▶ **GIVEN PASSAGE**
-*-*-
Safety

Cancer patients often face seeing multiple specialists across the whole spectrum of care from acute care hospitals to rehabilitation facilities and outpatient practices. Numerous handoffs and transitions may result in miscommunication and errors. Engaging family members and educating them regarding patient’s medications, precautions, and necessary follow-up will ensure patient safety through multiple transitions. In addition, patients may be engaged in learning proper techniques to assist cancer survivors with activities of daily living (ADLs) as they transition to home and community.

Brain Radiation

Acute complications of brain radiation occur during radiation therapy (RT) and up to 6 weeks after. These effects are often due to vasogenic edema and present as an acute encephalopathy with symptoms including headache, nausea, new onset or worsening of focal neurologic deficits and seizure. The acute side effects are most often seen on the inpatient rehabilitation unit and can present a safety concern, as patients may exhibit decreased safety awareness and increased risk of falls. Fortunately, RT encephalopathy is most often reversible, being easily treated or prevented with corticosteroids. Although often multifactorial, RT can contribute to the fatigue a patient experiences while undergoing treatment. Fatigue can hinder a patient’s performance in therapy and may also increase their risk for falls on the inpatient unit.

Early delayed side effects present from 6 weeks to 6 months post RT and most commonly include persistent fatigue and focal neurologic deficits or encephalopathy, thought to be caused by demyelination of the irradiated tissue. ^, Similar to the complications seen in the acute phase, early delayed side effects are most often reversible when treated with corticosteroids.
-*-*-
(Spatial localization data)
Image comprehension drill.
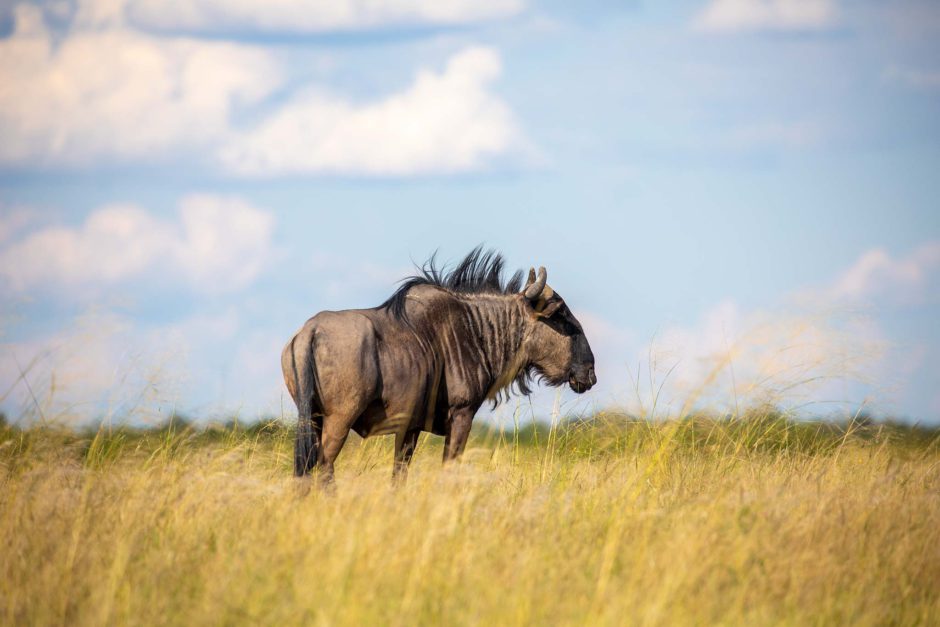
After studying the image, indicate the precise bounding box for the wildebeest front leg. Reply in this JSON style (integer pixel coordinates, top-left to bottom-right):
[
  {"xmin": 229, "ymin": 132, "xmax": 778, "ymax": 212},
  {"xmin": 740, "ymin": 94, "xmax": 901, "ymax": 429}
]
[
  {"xmin": 392, "ymin": 429, "xmax": 421, "ymax": 482},
  {"xmin": 444, "ymin": 407, "xmax": 476, "ymax": 464}
]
-*-*-
▶ **WHAT IS REQUIRED**
Proceed with the text on brain radiation safety in cancer rehabilitation, picking up right after its last sentence.

▶ **TASK ANSWER**
Late effects occur at least 6 months to a year after completion of RT and may present several years after. Unlike the acute or early delayed side effects, these effects are usually irreversible. Radiation necrosis develops with higher fractionation of radiation and is due to damage and necrosis of blood vessels, combined with demyelination of treated and surrounding brain tissue. This type of necrosis leads to new focal neurologic deficits, dementia, and ataxia, all of which present safety concerns for the patient. Incidence of long-term cognitive deficits varies with location of the tumor and fractionation and duration of RT, but may cause memory impairments, decreased concentration, and safety awareness. Distinguishing between radiation necrosis and recurrent tumor is often difficult, as the two have similar clinical presentations. MRI imaging of the brain without a clearly defined T2 mass as well as a higher ratio of edema to enhancing lesion are more suggestive of radiation necrosis than recurrent disease.

Radiation to the Spine

RT required for tumors of the spine may cause damage and fibrosis of the spinal cord itself, as well as the exiting roots and nerves and surrounding musculature. Damage to these structures may present as symptoms of myelopathy, radiculopathy, neuropathy, plexopathy, or myopathies. The rehabilitation team should be aware of structures included in the irradiated field during treatment in order to properly diagnose these potential side effects.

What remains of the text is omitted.